═════ Dataset rows ═════
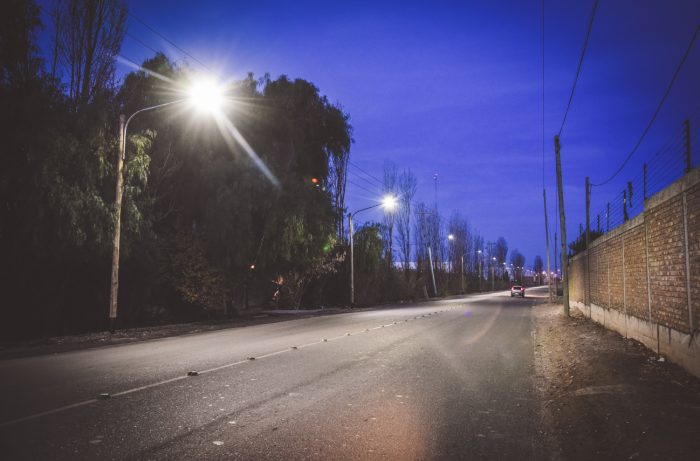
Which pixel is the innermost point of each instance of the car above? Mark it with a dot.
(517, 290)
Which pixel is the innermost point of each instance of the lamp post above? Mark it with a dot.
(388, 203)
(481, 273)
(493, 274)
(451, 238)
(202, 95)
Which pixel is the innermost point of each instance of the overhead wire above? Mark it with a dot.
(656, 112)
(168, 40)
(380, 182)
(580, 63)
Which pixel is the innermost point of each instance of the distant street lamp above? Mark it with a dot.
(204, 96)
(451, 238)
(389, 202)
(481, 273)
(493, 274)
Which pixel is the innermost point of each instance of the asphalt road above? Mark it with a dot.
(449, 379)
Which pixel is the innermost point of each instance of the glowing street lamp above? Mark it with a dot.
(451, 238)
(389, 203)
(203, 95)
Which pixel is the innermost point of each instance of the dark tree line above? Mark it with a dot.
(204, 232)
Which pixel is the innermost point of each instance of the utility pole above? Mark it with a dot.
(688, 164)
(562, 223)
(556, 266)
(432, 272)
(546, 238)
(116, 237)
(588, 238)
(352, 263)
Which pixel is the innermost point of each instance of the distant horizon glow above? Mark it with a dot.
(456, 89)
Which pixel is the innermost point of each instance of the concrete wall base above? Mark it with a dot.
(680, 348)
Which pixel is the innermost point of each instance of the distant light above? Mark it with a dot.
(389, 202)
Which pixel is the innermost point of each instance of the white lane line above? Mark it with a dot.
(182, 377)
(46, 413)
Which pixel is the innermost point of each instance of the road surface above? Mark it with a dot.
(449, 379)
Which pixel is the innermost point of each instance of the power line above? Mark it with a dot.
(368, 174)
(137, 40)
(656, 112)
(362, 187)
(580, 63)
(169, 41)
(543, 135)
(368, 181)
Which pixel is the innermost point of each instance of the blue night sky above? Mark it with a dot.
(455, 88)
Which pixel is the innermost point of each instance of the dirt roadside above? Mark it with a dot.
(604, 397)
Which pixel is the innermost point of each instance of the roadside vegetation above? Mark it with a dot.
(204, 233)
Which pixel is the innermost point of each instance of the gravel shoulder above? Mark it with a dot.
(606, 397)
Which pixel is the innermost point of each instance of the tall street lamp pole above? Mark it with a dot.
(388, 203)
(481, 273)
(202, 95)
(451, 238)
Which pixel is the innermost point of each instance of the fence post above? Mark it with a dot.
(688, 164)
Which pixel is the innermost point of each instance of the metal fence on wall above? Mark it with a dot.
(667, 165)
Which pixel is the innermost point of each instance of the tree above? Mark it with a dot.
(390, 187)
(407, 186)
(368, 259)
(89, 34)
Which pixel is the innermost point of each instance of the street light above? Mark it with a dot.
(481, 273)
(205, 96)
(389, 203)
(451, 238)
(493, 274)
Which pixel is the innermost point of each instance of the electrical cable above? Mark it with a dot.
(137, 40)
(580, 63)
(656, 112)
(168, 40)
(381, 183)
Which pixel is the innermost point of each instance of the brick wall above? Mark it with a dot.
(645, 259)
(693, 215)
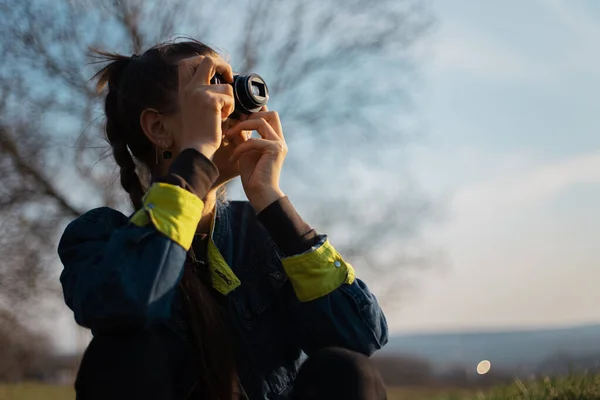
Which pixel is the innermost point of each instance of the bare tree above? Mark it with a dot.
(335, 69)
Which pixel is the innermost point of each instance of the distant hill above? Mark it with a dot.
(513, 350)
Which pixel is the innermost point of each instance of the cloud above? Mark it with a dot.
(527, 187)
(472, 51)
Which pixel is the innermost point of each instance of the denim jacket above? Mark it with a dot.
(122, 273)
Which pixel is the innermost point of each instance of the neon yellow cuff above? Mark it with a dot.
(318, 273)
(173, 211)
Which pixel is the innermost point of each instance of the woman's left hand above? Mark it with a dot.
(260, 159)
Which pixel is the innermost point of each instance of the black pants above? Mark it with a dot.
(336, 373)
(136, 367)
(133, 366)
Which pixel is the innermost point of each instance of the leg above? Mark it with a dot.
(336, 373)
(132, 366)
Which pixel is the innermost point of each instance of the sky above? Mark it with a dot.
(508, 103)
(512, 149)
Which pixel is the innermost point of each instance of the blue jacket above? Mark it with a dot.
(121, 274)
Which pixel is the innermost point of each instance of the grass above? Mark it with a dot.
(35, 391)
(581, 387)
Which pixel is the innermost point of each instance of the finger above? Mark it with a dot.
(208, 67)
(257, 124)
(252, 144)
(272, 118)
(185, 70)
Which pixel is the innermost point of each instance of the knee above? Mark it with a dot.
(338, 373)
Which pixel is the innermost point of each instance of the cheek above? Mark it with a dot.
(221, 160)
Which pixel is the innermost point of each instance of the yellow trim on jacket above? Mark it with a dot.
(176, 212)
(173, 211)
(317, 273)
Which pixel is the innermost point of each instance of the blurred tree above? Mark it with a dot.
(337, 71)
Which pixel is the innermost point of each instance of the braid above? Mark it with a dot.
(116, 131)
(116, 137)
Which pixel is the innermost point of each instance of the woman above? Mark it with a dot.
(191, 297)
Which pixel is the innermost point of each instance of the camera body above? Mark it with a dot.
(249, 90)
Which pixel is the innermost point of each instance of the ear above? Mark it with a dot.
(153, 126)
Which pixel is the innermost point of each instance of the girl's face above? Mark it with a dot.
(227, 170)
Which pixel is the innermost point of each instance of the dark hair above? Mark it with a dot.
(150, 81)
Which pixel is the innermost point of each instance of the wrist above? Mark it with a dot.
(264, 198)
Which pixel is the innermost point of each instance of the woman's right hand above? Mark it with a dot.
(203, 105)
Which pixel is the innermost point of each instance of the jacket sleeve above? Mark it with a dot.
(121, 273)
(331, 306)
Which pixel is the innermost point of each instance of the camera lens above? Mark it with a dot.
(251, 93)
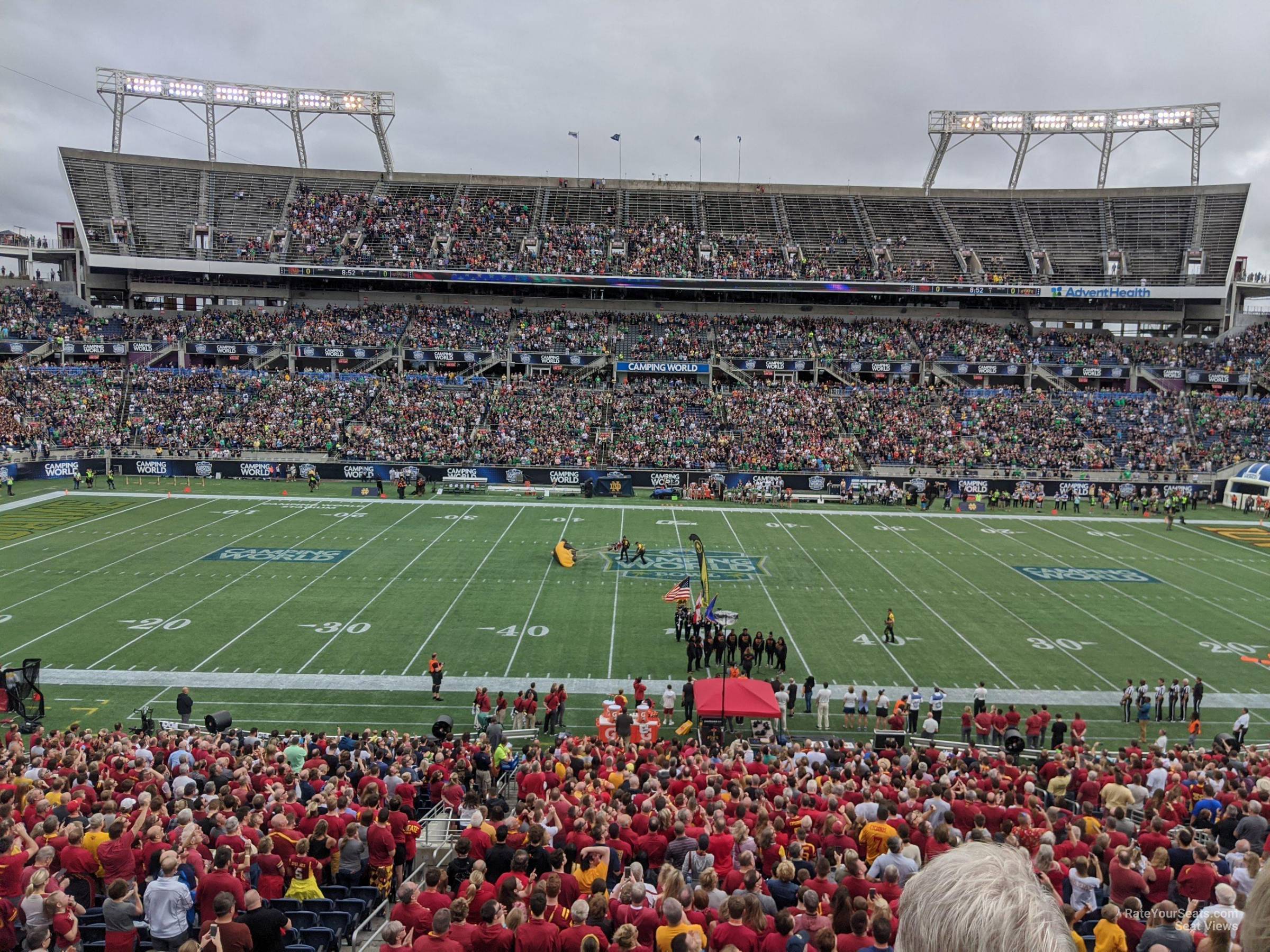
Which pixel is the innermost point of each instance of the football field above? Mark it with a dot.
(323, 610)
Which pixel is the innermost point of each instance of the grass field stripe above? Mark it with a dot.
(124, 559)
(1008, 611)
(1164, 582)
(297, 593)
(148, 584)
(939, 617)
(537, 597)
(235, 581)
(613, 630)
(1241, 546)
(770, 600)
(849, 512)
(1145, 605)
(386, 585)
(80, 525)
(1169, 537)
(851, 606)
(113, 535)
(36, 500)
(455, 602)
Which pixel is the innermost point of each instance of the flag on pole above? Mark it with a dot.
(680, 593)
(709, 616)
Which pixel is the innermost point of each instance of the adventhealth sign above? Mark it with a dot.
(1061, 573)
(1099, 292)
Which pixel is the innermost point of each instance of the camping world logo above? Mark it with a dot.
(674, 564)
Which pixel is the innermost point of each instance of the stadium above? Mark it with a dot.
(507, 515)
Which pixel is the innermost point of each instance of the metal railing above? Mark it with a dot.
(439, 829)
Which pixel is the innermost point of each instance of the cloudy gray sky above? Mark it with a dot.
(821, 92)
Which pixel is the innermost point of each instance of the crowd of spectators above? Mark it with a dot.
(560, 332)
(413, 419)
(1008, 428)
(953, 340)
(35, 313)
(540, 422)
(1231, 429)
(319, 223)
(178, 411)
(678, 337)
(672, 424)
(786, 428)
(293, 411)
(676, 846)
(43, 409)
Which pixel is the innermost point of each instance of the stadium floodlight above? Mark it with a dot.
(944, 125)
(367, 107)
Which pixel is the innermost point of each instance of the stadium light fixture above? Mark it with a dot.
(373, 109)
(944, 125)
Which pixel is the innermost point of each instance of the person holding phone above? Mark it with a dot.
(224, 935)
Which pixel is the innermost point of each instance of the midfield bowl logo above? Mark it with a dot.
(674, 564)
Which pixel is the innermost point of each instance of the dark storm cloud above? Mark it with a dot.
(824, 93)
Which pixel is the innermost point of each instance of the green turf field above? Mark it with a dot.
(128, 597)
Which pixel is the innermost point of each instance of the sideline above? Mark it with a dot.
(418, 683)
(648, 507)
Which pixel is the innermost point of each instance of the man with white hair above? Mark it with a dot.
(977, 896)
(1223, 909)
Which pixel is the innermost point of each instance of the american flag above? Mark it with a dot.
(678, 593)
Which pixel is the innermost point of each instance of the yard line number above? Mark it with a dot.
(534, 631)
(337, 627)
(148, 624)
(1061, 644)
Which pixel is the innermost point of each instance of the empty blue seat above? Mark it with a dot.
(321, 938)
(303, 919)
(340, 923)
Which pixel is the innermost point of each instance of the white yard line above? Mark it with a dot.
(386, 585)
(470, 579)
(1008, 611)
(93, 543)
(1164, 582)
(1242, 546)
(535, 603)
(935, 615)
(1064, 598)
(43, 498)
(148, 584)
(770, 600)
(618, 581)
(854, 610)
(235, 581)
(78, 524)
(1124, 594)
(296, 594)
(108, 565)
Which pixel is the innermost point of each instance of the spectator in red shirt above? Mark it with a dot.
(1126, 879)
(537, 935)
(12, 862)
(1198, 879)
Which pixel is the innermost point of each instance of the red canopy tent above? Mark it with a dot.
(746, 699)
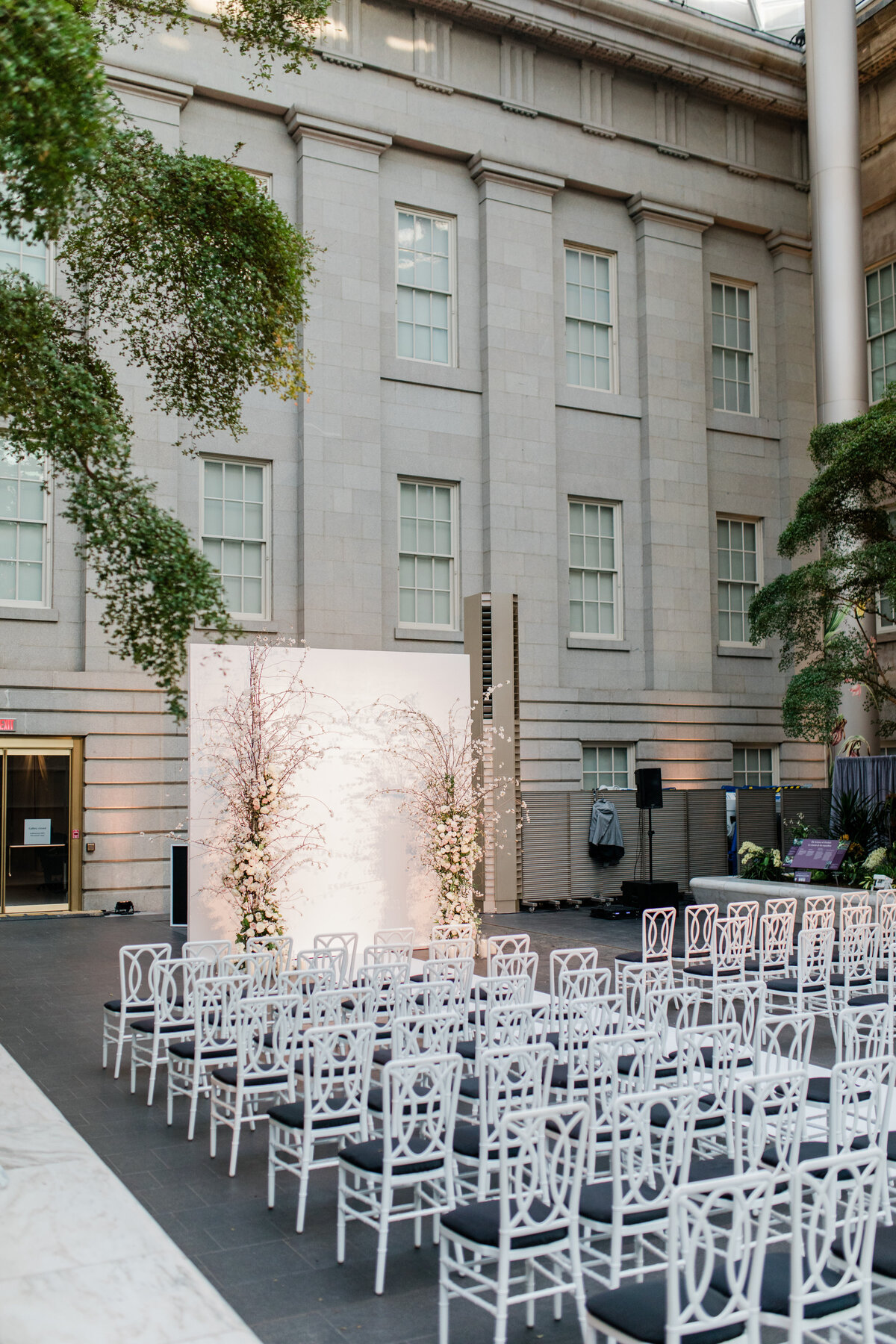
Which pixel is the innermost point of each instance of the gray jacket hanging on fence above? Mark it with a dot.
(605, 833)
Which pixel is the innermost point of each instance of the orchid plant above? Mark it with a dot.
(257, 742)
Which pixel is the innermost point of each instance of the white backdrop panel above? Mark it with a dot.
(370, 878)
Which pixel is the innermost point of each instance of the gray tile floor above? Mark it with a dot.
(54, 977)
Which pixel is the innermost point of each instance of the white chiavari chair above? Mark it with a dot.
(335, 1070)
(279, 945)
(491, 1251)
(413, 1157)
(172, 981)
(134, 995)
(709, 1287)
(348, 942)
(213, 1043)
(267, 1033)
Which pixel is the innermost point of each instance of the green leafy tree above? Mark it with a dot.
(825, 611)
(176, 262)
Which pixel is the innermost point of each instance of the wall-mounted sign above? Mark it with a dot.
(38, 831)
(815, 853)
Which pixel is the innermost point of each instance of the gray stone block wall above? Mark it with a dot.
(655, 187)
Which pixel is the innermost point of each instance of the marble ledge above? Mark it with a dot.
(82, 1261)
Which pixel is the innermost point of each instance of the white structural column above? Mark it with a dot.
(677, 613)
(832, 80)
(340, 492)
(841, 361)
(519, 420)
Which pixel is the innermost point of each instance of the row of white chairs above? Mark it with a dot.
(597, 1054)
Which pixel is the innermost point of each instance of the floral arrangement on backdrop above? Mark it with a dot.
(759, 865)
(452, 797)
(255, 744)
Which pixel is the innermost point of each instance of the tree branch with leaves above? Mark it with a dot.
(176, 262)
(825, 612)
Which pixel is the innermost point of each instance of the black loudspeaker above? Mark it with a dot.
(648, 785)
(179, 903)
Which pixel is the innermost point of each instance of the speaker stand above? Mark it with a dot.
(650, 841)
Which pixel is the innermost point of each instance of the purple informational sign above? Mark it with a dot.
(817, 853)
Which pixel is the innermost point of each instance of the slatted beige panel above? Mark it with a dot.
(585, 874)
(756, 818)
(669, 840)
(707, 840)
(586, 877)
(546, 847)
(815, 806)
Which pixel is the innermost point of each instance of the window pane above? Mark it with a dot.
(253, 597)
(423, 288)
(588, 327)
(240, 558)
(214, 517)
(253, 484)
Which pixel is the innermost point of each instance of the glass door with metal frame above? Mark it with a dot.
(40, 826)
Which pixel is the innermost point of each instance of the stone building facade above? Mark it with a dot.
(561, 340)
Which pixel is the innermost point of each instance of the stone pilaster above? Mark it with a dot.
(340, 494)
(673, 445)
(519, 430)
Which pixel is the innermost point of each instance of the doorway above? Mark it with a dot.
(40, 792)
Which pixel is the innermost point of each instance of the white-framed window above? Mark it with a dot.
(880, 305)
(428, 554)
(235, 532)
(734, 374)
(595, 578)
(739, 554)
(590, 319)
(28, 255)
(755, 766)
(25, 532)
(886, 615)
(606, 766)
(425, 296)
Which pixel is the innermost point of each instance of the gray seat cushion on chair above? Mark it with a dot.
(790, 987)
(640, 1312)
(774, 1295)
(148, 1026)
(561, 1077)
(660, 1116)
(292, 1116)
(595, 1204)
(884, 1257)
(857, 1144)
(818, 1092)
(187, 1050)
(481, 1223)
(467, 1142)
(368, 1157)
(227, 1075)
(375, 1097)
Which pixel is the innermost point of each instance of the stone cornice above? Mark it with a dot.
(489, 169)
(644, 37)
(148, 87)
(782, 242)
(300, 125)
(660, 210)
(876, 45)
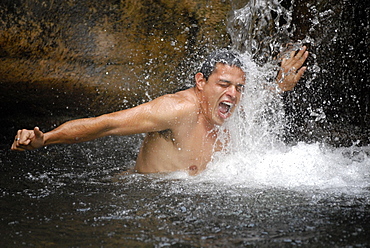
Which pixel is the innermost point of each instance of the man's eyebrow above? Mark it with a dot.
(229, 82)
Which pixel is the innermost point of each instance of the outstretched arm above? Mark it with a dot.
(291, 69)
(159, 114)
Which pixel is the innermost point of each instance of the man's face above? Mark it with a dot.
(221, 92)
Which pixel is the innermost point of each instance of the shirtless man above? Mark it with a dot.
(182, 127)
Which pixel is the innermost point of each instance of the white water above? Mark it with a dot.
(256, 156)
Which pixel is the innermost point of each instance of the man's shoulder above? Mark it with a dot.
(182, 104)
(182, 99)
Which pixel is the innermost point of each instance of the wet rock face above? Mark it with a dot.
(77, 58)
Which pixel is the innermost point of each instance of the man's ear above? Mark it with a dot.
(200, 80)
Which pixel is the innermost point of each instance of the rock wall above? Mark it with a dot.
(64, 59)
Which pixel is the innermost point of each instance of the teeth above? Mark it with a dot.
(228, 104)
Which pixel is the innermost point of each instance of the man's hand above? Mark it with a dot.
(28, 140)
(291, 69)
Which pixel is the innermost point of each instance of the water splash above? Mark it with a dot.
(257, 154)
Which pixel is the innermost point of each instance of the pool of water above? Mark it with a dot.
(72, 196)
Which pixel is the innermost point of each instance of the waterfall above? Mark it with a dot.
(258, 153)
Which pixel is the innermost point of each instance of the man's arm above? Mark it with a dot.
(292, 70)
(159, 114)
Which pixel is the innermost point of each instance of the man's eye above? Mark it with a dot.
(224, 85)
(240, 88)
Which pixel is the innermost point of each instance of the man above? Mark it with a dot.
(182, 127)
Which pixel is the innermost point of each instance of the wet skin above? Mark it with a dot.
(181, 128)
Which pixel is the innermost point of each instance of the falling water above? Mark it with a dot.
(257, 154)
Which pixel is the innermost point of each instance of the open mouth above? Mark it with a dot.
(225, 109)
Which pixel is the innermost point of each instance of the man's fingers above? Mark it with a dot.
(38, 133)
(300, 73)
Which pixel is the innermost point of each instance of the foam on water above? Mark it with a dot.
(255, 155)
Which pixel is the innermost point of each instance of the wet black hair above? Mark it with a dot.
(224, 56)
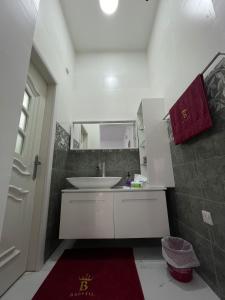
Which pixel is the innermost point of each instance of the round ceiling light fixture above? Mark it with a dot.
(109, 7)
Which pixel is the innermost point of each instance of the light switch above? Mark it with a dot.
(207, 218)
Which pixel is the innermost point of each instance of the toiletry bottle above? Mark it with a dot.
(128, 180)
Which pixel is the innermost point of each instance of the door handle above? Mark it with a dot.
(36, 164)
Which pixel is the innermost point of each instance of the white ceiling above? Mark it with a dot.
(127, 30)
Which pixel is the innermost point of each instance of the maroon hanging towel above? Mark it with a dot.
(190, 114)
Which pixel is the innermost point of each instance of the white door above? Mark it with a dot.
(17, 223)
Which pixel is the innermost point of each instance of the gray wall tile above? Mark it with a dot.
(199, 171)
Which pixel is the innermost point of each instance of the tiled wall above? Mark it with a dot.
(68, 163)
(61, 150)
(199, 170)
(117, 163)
═════
* [Goal of the exercise]: Copy word for word the stretch of lines from the one containing "handle above? Mark it with a dot." through the last line.

* [Right answer]:
Which pixel is the innermost point of each instance of the door handle above? Mark it with a dot.
(36, 164)
Which pixel is the innermost point of each instance of the white ceiling above? Mark it with a dot.
(127, 30)
Which pixel is the innermost point of each instance of the maroon hanging towel above? Mark it with a dot.
(190, 114)
Which pixel is the innermost point of each instance of the white door above? Mark it with a dot.
(17, 223)
Which pixel is the innermost point of each instance of the gray wall tile above? Mark it with a dot.
(199, 171)
Which pixel is the innermost point of each instance of the tiled wall above? Mark it with a dot.
(68, 163)
(61, 150)
(199, 170)
(117, 163)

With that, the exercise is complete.